_Goal of the exercise_
Only reproduce the lines from the line containing "Target: wooden deck" onward, exactly, through the final line of the data below.

_Data for processing_

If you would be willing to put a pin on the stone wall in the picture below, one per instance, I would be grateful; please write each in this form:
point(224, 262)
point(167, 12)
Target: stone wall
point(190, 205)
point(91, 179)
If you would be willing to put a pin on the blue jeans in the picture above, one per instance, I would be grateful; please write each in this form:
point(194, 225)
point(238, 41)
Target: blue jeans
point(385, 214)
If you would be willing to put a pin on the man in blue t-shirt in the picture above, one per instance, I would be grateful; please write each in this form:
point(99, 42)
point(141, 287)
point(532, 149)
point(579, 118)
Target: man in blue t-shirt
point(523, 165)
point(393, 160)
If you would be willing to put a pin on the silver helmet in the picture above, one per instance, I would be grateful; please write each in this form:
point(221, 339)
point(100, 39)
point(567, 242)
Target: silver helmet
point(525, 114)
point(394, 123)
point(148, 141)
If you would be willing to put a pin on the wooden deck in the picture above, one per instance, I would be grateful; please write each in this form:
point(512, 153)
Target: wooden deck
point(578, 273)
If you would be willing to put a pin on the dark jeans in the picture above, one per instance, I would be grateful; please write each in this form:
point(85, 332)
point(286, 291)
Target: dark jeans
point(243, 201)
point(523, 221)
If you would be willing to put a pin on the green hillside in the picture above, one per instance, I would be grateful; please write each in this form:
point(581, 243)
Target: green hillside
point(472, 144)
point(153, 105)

_Answer area_
Target: wooden deck
point(578, 273)
If you would be willing to put a pin on the dark jeans in the picture above, one per instance, I would be grateful; please write each in this form:
point(85, 332)
point(286, 291)
Target: dark jeans
point(243, 201)
point(523, 221)
If you would be willing to put a pin on the green hillside in the picture above, one per instance, I would be grateful; please write each in this form:
point(581, 243)
Target: green hillside
point(472, 144)
point(153, 105)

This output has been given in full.